Problem to work on -> Go through the items below and copy out every line that contains the word "jersey".

Material provided ->
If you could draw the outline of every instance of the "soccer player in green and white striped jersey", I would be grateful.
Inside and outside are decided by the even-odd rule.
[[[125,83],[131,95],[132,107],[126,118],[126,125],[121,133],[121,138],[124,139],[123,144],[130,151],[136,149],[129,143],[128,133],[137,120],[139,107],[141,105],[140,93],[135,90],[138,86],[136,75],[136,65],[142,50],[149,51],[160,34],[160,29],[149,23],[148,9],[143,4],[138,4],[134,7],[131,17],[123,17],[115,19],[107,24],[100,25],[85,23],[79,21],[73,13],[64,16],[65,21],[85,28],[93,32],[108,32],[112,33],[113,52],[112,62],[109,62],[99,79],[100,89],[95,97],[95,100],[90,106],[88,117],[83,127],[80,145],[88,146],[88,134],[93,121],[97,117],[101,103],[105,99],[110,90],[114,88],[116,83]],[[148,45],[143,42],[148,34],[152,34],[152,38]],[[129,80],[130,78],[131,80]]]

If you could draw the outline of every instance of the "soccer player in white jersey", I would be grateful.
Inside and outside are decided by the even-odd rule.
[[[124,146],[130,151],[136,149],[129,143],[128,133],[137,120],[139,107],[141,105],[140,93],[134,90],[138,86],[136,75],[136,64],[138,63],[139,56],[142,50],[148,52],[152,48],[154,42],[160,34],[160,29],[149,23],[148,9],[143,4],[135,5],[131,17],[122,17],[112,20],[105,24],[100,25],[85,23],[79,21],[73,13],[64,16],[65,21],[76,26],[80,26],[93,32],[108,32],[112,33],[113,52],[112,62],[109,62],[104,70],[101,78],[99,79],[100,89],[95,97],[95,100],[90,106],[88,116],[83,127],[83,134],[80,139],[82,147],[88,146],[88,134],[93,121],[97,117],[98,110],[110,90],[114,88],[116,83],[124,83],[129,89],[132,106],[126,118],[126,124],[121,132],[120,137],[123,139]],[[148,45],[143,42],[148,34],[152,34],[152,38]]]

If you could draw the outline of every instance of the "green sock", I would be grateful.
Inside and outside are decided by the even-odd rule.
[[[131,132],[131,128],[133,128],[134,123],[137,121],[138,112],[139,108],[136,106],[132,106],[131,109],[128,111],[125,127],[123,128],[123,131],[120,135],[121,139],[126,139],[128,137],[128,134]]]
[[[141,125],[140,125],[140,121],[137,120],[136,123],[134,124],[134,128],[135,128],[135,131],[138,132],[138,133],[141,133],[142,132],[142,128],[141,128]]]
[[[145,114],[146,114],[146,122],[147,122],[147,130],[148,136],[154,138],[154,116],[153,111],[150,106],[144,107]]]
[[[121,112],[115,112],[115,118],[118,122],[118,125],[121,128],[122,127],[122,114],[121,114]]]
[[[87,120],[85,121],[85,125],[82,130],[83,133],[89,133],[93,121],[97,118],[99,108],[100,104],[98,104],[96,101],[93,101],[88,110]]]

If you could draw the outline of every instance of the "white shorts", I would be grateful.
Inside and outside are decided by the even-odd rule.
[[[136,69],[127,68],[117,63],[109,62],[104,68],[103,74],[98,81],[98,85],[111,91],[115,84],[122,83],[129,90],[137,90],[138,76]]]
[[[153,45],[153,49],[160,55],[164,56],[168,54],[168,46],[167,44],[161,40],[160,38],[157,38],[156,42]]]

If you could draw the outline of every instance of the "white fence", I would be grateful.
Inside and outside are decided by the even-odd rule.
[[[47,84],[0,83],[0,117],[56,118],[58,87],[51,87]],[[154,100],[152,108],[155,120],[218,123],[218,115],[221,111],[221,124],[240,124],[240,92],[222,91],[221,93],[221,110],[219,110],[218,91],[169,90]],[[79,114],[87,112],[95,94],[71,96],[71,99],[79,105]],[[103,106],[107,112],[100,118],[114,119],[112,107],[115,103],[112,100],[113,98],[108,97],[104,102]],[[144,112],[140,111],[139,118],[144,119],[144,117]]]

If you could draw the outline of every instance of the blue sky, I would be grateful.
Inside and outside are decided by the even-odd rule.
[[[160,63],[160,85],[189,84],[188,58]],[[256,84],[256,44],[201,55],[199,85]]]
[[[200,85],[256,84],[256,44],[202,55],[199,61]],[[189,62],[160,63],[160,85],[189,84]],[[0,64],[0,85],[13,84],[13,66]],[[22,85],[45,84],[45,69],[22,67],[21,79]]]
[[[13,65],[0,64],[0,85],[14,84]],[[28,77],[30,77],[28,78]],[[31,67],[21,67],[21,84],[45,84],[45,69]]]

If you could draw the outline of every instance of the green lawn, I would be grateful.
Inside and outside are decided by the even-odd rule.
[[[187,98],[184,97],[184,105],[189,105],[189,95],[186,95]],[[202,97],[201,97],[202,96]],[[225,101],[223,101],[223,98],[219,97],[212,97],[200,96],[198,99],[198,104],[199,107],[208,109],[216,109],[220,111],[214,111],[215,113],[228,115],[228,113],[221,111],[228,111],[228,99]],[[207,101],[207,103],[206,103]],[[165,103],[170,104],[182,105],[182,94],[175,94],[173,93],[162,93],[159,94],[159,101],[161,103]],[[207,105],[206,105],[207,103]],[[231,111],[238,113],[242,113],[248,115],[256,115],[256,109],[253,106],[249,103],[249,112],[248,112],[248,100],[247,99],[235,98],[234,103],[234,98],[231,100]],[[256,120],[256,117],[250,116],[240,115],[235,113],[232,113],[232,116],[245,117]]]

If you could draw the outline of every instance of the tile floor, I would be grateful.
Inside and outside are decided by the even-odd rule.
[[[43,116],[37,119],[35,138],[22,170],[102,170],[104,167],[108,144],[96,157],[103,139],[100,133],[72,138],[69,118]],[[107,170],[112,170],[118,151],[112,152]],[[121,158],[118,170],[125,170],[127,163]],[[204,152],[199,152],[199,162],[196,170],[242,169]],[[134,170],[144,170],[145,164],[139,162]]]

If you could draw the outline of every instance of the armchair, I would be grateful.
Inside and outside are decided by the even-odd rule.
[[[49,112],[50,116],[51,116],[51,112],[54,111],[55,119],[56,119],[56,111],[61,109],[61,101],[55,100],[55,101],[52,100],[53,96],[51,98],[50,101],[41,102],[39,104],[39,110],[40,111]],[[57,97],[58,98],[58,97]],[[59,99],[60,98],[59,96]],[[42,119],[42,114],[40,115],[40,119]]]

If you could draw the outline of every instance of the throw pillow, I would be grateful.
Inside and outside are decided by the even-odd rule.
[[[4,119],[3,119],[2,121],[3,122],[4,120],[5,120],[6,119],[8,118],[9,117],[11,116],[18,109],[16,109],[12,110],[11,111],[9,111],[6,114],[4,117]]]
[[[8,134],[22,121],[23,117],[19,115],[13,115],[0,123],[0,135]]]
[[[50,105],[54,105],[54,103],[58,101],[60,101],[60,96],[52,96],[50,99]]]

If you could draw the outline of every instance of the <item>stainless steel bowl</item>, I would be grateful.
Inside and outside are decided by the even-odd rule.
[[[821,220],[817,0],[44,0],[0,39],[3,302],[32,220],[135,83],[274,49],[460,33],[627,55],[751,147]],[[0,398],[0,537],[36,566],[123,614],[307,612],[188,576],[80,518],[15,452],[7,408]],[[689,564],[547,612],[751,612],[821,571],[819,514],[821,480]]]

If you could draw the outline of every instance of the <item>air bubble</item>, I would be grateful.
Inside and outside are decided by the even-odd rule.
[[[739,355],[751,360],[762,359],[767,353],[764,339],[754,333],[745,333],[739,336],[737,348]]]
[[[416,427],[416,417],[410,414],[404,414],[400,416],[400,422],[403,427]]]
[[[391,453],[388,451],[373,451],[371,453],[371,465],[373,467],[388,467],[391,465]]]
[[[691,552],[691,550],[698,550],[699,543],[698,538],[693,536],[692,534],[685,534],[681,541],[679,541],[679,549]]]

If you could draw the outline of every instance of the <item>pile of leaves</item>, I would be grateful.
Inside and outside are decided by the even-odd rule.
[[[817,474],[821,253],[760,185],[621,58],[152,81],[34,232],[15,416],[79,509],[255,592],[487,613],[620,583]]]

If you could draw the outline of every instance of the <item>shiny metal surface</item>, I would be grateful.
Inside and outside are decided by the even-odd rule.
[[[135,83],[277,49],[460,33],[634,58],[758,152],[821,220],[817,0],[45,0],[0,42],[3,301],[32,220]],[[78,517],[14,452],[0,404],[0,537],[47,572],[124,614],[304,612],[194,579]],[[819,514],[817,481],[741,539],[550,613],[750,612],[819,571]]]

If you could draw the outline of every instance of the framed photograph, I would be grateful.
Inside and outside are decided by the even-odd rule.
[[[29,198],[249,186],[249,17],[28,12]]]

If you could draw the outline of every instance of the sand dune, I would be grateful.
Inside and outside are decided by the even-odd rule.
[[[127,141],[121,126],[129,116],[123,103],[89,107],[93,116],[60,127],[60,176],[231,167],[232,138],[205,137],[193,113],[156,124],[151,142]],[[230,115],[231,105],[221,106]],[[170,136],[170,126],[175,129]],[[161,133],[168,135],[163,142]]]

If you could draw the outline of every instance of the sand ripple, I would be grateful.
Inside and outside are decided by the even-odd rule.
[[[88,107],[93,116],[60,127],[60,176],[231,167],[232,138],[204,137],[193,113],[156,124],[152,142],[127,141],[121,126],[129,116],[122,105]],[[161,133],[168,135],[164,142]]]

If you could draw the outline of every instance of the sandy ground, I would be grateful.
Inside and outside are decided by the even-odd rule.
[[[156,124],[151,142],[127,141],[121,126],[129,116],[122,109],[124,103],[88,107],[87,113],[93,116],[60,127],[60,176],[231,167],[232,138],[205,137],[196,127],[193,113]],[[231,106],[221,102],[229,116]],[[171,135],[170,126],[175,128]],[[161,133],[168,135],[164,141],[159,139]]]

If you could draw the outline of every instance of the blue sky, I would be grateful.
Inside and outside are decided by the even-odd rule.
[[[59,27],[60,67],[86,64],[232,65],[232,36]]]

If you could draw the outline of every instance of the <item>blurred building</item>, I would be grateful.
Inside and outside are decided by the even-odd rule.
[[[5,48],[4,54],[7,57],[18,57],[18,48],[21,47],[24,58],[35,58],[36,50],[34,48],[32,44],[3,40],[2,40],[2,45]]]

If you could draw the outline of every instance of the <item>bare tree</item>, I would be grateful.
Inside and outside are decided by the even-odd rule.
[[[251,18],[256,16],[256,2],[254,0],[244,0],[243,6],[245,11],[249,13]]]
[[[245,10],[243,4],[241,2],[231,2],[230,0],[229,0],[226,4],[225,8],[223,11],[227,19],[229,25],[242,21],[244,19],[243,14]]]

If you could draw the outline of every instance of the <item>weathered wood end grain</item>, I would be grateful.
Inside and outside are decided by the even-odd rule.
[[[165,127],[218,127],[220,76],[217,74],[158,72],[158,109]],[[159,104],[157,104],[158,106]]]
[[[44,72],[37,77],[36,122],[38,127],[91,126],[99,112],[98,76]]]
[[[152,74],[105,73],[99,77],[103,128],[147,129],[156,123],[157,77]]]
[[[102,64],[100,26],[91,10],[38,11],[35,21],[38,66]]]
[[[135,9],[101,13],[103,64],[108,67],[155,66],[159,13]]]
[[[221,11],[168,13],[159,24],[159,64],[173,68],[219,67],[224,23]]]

Solution to the exercise ->
If you could draw the outline of every instance of the "soccer player in green and white striped jersey", I would be grateful.
If you could draw the outline of every instance of the "soccer player in white jersey", I would be grateful.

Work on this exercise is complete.